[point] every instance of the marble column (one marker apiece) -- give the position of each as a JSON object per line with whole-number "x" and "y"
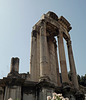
{"x": 33, "y": 55}
{"x": 14, "y": 65}
{"x": 1, "y": 93}
{"x": 44, "y": 64}
{"x": 57, "y": 67}
{"x": 63, "y": 64}
{"x": 72, "y": 65}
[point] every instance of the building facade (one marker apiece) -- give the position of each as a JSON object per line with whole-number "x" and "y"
{"x": 44, "y": 77}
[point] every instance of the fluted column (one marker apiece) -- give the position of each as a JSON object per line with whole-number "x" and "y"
{"x": 63, "y": 64}
{"x": 44, "y": 64}
{"x": 57, "y": 67}
{"x": 33, "y": 55}
{"x": 72, "y": 65}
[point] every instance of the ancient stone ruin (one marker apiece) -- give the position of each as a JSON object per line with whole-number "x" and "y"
{"x": 44, "y": 77}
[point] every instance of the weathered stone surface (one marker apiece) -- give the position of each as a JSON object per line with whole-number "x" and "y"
{"x": 44, "y": 77}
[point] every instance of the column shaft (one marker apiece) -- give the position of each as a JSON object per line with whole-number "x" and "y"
{"x": 57, "y": 68}
{"x": 72, "y": 65}
{"x": 63, "y": 64}
{"x": 44, "y": 64}
{"x": 33, "y": 56}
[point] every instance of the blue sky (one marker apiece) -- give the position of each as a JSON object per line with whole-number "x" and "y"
{"x": 17, "y": 18}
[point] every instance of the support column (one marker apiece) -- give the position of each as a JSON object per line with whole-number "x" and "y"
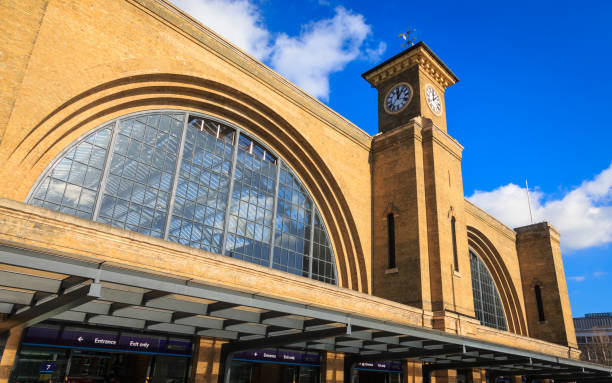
{"x": 206, "y": 360}
{"x": 332, "y": 367}
{"x": 444, "y": 376}
{"x": 412, "y": 372}
{"x": 9, "y": 352}
{"x": 476, "y": 376}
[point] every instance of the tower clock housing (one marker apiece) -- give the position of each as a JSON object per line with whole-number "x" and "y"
{"x": 411, "y": 84}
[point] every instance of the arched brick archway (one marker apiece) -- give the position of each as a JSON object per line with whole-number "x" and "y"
{"x": 121, "y": 96}
{"x": 482, "y": 246}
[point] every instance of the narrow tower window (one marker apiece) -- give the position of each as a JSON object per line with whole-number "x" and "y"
{"x": 538, "y": 293}
{"x": 453, "y": 232}
{"x": 391, "y": 234}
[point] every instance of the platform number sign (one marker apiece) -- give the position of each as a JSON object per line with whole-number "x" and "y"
{"x": 47, "y": 367}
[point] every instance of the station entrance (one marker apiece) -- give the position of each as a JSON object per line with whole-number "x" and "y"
{"x": 54, "y": 353}
{"x": 276, "y": 365}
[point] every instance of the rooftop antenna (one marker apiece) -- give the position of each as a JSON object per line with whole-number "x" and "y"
{"x": 408, "y": 39}
{"x": 529, "y": 200}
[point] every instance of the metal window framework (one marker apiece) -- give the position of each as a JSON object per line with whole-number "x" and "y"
{"x": 238, "y": 131}
{"x": 478, "y": 287}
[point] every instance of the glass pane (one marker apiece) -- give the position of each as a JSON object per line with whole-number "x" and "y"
{"x": 293, "y": 225}
{"x": 251, "y": 206}
{"x": 322, "y": 255}
{"x": 71, "y": 185}
{"x": 198, "y": 217}
{"x": 137, "y": 192}
{"x": 140, "y": 175}
{"x": 487, "y": 304}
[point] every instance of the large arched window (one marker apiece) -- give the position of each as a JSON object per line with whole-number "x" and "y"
{"x": 488, "y": 306}
{"x": 194, "y": 180}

··········

Write out all the entries word for word, but skip any images.

Response:
[point] every instance of the marble column (one marker apiece) -- give the position of each as a JSON object per line with whole-number "x" and "y"
{"x": 33, "y": 55}
{"x": 14, "y": 65}
{"x": 1, "y": 93}
{"x": 44, "y": 64}
{"x": 57, "y": 67}
{"x": 63, "y": 64}
{"x": 72, "y": 65}
[point] every instance of the building facade (one marker apiece) -- give the position of each as a JSON object per line with whole-number "x" and "y"
{"x": 44, "y": 77}
[point] every instance of the fluted column (one marker apiece) -- give the position of each as a JSON object per line with whole-number "x" and "y"
{"x": 63, "y": 64}
{"x": 44, "y": 64}
{"x": 57, "y": 67}
{"x": 33, "y": 55}
{"x": 72, "y": 65}
[point] every instance of the ancient stone ruin (one marker apiece) -- give the position of each as a JSON object per line with whole-number "x" and "y"
{"x": 44, "y": 77}
[point] every instance of the weathered stone surface (one marker apiece) -- give the position of each as a JSON object per line with whole-number "x" and "y"
{"x": 44, "y": 77}
[point] every instance of the column shaft (one marker apiece) -- give the position of each as a JSON object per line with whole-number "x" and "y"
{"x": 57, "y": 68}
{"x": 72, "y": 65}
{"x": 63, "y": 64}
{"x": 44, "y": 64}
{"x": 33, "y": 56}
[point] every instance of the blue sky (one marker apiece) -- give the position of each as a JSON object per line with whole-number "x" and "y"
{"x": 17, "y": 18}
[point] every instance of the support column (one marker apiece) -- give the position of each as a JSON object per line with whole-number "x" and "y"
{"x": 206, "y": 360}
{"x": 332, "y": 367}
{"x": 444, "y": 376}
{"x": 412, "y": 372}
{"x": 9, "y": 352}
{"x": 476, "y": 376}
[point] every instance of the tower clock housing (one marker apiece) -- give the position of each as a JSON object per line with whole-number "x" and "y"
{"x": 411, "y": 84}
[point] every instance of the arched brick archway (one marker apiece) -- give the position of each as a JSON object per line with whole-number "x" and "y"
{"x": 121, "y": 96}
{"x": 482, "y": 246}
[point] every instance of the narrow tower window (one marker apiece) -- give the position of each as a JSON object per line with whole-number "x" and "y"
{"x": 538, "y": 293}
{"x": 453, "y": 232}
{"x": 391, "y": 234}
[point] every instance of the platform number sign (one marker apiece) -- give the position of each as a JSON object per line with whole-number "x" and "y"
{"x": 47, "y": 367}
[point] every instance of the station entrance (one marker apiece) -- give the position of each as a JSON object per line with whole-number "x" and "y"
{"x": 54, "y": 353}
{"x": 276, "y": 365}
[point] every instance of the rooftop antenna (one marker apiece) -- give the position of each as a JSON object per line with whole-number "x" and "y"
{"x": 408, "y": 39}
{"x": 529, "y": 200}
[point] every instance of the metal window framework (one marker apiece) -- give the position of each as a JSON object per line with whole-number "x" and "y"
{"x": 238, "y": 131}
{"x": 478, "y": 287}
[point] every instance of the glass pane (one marker apiece) -- give the position of each as a JSON object per line with whole-number "x" and "y"
{"x": 293, "y": 225}
{"x": 251, "y": 206}
{"x": 322, "y": 255}
{"x": 71, "y": 185}
{"x": 198, "y": 217}
{"x": 137, "y": 192}
{"x": 140, "y": 175}
{"x": 487, "y": 304}
[point] every instance of the large arched window (one marker apiece) -- give the position of each as a JSON object per line with whole-number "x" and "y"
{"x": 488, "y": 306}
{"x": 194, "y": 180}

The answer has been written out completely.